------ EXTRACT

Alcohol-associated liver disease is now the single most common reason Americans need liver transplants — and one of the most vexing challenges in transplant medicine has always been the risk that patients relapse into heavy drinking after surgery, threatening the transplanted organ and potentially making them ineligible for future transplantation. A landmark study published June 3, 2026 by Mayo Clinic researchers in the Liver Transplantation journal may have found a breakthrough answer to that challenge.

The study, led by Dr. Channa Jayasekera, Mayo Clinic transplant hepatologist, describes PACT — Preventing Alcohol-related Complications after Transplantation — a first-of-its-kind multidisciplinary proactive protocol that eliminated heavy alcohol relapse entirely among the 21 patients who completed it within the first year. The historical relapse rate in comparable populations has been approximately 25 percent.

"The results were greater than we expected," said Dr. Jayasekera. "Among the 21 patients in the study, none relapsed to heavy alcohol use within one year. Although this was a small cohort, having no relapses is incredibly encouraging that we have found an effective intervention."

How PACT Works — and Why It's Different

The key philosophical shift in PACT is that it is proactive rather than reactive. Traditional post-transplant care for alcohol-associated liver disease has typically monitored patients after surgery and intervened only after a relapse occurred. PACT reverses that approach entirely, beginning structured addiction treatment immediately after the transplant rather than waiting to see if a patient drinks.

The PACT protocol combines four elements: anticraving medication (pharmacotherapy for alcohol use disorder), frequent structured patient follow-up appointments, alcohol metabolite testing to objectively monitor sobriety, and coordinated care from a multidisciplinary team including transplant hepatologists, surgeons, addiction medicine counselors, psychiatrists, and pharmacists. The team-based model is designed to provide constant structured support during the first critical year, when relapse risk is highest.

------------

REQUIRED ACTION 1:
Answer these about the PACT article:
(a) How many patients completed the protocol?
(b) What has the historical relapse rate been in comparable populations?
(c) In which journal was the study published?
REQUIRED ACTION 2:
Return the part of the PACT article that opens with the words containing "The study, led" and closes with "approximately 25 percent.".
REQUIRED ACTION 3:
Write the next part of the PACT article, picking up right after its last sentence.
The data after this point isn't needed.

------ ENTRIES SUPPLIED

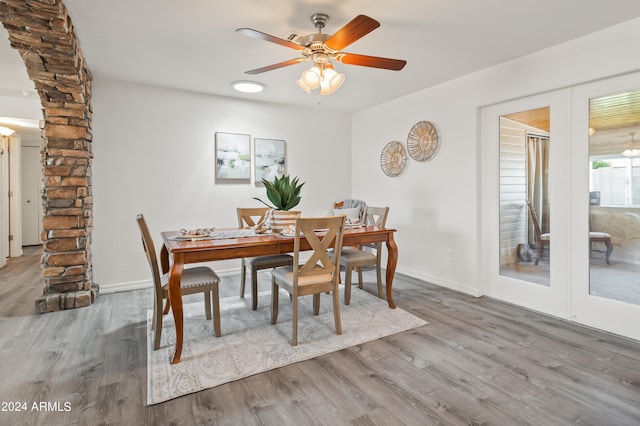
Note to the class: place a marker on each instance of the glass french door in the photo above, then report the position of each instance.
(561, 203)
(606, 205)
(524, 202)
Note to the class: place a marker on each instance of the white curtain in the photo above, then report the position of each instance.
(538, 180)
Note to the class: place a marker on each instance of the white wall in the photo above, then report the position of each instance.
(435, 205)
(154, 154)
(13, 107)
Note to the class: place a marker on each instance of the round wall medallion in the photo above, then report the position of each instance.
(423, 141)
(393, 159)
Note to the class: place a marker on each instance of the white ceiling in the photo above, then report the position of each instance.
(192, 44)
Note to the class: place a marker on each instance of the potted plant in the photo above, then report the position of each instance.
(284, 194)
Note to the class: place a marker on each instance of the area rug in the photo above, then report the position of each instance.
(250, 344)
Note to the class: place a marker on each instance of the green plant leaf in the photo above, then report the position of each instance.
(283, 192)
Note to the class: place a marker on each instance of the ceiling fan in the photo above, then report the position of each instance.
(321, 48)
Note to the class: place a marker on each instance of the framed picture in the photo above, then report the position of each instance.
(233, 158)
(270, 159)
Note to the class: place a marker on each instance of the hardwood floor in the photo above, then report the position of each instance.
(479, 361)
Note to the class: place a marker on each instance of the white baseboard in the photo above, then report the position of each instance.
(475, 292)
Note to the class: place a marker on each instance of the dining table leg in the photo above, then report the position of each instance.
(175, 298)
(392, 260)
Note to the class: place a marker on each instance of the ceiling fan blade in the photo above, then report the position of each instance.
(276, 66)
(263, 36)
(357, 28)
(371, 61)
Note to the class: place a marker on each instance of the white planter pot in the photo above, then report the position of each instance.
(282, 219)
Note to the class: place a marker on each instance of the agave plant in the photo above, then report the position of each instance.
(283, 192)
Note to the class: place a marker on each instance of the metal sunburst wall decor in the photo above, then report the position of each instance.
(393, 159)
(423, 141)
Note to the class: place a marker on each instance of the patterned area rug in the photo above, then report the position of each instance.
(250, 344)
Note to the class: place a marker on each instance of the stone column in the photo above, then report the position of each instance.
(42, 32)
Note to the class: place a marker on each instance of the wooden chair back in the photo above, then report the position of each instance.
(320, 262)
(150, 252)
(248, 217)
(377, 216)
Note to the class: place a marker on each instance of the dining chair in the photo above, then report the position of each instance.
(249, 217)
(544, 239)
(365, 255)
(317, 274)
(200, 279)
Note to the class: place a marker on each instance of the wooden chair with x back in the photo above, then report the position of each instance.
(365, 255)
(200, 279)
(316, 275)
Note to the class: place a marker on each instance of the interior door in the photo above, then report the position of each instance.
(31, 201)
(515, 269)
(606, 200)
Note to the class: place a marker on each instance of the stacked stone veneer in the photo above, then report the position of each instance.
(43, 34)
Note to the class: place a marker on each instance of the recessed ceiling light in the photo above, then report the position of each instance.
(248, 86)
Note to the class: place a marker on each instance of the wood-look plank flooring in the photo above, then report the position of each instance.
(479, 361)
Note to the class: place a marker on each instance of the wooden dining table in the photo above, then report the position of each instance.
(176, 253)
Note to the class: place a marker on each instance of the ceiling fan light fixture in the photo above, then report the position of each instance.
(246, 86)
(311, 77)
(303, 86)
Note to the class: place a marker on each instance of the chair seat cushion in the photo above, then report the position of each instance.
(285, 274)
(271, 261)
(351, 256)
(194, 277)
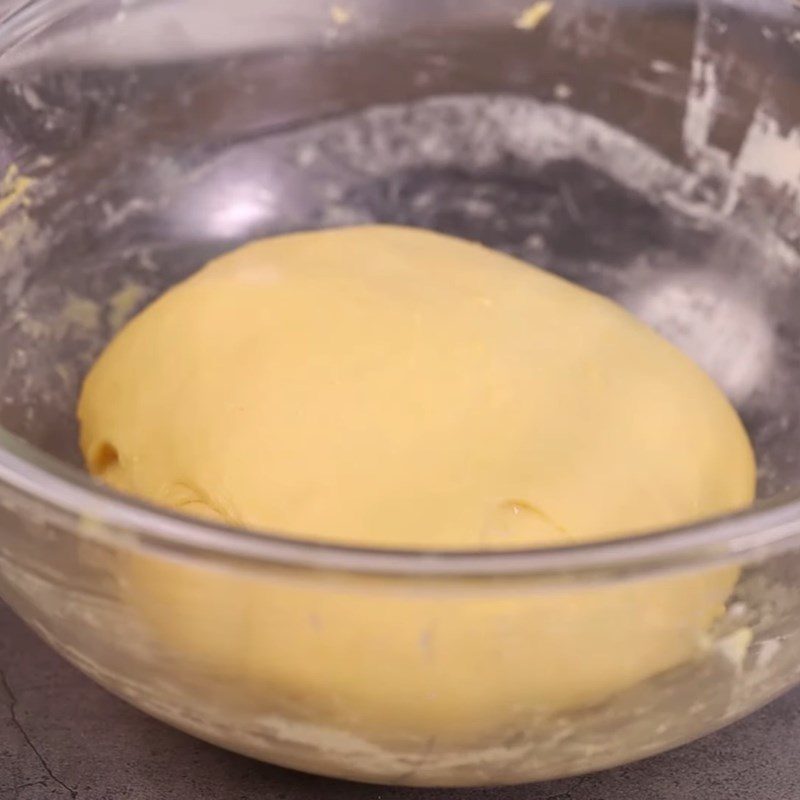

------------

ANSWER SPACE 1:
(a) 21
(b) About 25 percent
(c) Liver Transplantation

ANSWER SPACE 2:
The study, led by Dr. Channa Jayasekera, Mayo Clinic transplant hepatologist, describes PACT — Preventing Alcohol-related Complications after Transplantation — a first-of-its-kind multidisciplinary proactive protocol that eliminated heavy alcohol relapse entirely among the 21 patients who completed it within the first year. The historical relapse rate in comparable populations has been approximately 25 percent.

ANSWER SPACE 3:
This matters urgently because many patients who need liver transplants for alcohol-associated liver disease arrive in life-threatening condition without time to complete traditional pre-transplant sobriety requirements. They receive the transplant as a lifesaving measure — and the post-transplant period becomes the primary window for establishing stable recovery.

"Patients who relapse after transplant face a higher risk of serious health complications and may not be eligible for another liver transplant," the Mayo team noted, underscoring why preventing that first relapse is so clinically consequential.

Implications for a Growing National Problem

Alcohol-associated liver disease has been on a relentless upward trajectory in the United States. The COVID-19 pandemic accelerated alcohol use disorder across age groups and demographics, and alcohol-related liver hospitalizations and deaths have not returned to pre-pandemic levels. Liver transplant programs nationally have grappled with how to ethically and effectively allocate scarce livers while giving patients with alcohol-associated disease the best chance at long-term sobriety.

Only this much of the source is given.